EXERCISE PROMPT: Please copy exactly the lines that begin with the one containing "If you could locate the glass" and end with the last line of the entries.

GIVEN DATA:
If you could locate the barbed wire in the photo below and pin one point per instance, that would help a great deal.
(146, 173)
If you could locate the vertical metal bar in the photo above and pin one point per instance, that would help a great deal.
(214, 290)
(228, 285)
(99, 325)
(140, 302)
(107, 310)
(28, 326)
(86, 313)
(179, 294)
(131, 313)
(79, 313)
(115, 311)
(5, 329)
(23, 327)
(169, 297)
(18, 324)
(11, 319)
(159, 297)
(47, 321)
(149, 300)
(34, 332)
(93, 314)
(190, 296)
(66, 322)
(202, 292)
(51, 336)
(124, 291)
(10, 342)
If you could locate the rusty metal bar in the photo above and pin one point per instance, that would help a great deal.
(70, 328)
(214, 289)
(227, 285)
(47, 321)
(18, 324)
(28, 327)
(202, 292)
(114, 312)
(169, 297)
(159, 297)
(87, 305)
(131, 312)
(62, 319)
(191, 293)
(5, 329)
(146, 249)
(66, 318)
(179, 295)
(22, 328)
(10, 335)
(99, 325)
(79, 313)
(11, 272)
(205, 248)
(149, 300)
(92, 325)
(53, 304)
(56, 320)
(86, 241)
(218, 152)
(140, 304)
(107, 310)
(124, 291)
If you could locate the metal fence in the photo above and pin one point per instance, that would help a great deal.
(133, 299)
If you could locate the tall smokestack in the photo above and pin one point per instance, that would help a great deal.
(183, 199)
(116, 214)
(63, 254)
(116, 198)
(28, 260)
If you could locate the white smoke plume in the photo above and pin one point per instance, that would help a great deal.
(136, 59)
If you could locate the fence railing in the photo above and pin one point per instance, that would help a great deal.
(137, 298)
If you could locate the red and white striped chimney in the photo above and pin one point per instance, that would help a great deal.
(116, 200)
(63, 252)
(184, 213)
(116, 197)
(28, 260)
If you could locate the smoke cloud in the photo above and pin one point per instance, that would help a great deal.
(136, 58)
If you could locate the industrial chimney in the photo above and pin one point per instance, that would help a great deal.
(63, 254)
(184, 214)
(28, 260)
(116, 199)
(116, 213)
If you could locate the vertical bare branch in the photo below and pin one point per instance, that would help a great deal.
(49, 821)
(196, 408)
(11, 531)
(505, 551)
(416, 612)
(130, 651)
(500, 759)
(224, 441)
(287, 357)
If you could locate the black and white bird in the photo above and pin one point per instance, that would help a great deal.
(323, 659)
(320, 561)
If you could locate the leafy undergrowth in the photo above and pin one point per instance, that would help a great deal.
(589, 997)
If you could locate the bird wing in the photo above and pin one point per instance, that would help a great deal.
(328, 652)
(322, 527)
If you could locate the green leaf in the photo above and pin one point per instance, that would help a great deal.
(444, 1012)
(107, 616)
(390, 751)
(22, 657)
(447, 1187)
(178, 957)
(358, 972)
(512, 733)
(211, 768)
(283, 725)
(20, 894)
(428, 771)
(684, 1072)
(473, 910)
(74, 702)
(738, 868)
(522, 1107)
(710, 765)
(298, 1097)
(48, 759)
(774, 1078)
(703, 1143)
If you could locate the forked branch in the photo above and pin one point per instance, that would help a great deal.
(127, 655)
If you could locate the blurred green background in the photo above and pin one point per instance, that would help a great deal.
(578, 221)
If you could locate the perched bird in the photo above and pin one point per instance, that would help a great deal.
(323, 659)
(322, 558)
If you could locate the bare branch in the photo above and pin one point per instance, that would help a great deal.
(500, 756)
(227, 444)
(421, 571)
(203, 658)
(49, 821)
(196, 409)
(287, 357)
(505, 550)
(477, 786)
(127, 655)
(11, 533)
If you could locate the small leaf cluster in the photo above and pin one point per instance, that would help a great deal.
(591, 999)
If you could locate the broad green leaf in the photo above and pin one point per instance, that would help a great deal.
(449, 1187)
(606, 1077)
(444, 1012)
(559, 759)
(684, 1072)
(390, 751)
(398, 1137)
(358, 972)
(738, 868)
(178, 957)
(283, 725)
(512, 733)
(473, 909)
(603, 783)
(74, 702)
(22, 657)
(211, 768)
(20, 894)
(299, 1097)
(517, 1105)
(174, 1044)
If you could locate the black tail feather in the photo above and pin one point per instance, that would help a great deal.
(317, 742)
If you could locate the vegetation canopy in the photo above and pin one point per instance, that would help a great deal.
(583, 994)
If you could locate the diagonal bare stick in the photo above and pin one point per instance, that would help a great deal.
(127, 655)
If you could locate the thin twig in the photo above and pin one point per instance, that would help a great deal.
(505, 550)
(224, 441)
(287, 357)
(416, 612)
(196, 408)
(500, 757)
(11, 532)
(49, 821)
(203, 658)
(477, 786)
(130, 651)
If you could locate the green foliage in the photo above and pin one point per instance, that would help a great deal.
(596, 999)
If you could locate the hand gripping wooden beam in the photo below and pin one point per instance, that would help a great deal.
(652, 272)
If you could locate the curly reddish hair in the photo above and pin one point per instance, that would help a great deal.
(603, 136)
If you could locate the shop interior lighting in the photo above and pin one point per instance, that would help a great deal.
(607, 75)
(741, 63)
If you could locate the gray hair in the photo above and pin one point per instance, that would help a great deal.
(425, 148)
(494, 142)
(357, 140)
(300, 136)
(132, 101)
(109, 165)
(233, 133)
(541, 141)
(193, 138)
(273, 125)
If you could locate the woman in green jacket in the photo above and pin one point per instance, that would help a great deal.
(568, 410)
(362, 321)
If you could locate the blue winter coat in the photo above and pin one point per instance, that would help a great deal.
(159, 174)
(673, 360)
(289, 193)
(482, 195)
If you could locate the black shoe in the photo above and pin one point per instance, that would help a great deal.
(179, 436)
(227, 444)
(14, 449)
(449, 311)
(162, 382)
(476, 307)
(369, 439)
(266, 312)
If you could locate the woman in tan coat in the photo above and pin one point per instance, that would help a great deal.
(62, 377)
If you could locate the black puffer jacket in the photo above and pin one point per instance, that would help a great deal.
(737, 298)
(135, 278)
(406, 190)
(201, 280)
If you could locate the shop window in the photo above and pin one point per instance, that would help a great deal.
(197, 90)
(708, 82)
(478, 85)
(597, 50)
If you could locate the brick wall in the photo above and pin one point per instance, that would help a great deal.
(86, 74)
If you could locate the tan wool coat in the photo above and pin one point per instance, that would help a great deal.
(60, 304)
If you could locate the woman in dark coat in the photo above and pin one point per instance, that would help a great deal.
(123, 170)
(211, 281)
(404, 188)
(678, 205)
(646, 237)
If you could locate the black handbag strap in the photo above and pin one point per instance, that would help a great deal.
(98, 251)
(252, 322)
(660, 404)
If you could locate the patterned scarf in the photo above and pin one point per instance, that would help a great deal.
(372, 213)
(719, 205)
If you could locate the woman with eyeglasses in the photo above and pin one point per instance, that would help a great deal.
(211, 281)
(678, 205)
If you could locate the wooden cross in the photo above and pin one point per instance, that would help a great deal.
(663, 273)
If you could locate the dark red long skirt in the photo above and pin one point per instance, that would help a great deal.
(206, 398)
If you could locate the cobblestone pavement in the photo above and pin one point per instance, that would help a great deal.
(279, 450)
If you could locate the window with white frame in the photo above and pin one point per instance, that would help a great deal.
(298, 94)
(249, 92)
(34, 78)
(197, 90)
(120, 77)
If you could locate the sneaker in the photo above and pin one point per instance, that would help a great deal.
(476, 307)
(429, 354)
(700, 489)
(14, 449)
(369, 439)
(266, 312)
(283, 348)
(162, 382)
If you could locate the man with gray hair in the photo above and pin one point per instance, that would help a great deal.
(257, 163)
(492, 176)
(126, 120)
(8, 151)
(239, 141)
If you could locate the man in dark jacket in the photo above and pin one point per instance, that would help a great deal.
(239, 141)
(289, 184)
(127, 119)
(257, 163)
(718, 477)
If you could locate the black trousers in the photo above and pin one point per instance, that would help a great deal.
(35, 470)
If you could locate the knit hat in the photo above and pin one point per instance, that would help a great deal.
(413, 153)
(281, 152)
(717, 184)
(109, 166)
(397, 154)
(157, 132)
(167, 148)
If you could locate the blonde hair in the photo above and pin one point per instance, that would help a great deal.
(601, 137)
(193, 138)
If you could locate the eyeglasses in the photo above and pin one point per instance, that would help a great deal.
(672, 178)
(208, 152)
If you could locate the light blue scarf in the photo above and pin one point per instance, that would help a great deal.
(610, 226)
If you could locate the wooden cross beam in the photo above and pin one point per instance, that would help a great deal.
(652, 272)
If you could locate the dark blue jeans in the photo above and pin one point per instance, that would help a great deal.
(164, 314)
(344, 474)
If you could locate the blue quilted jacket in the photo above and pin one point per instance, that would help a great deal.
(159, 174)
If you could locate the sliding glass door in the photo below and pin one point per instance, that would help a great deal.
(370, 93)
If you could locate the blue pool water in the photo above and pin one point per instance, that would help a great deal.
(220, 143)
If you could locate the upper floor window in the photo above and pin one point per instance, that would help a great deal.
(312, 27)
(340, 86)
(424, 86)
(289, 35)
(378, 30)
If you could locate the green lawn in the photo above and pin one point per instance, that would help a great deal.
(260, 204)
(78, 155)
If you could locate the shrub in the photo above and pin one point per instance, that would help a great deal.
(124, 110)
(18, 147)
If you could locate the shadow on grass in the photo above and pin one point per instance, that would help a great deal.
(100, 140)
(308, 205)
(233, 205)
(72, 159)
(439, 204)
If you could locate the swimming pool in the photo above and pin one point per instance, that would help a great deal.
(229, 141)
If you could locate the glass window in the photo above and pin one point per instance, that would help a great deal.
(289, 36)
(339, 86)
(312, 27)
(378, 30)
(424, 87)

OUTPUT FOR THIS EXERCISE:
If you could locate the glass window in the photo above and pin one point per instance, that would help a great deal.
(289, 36)
(339, 86)
(312, 27)
(378, 30)
(424, 87)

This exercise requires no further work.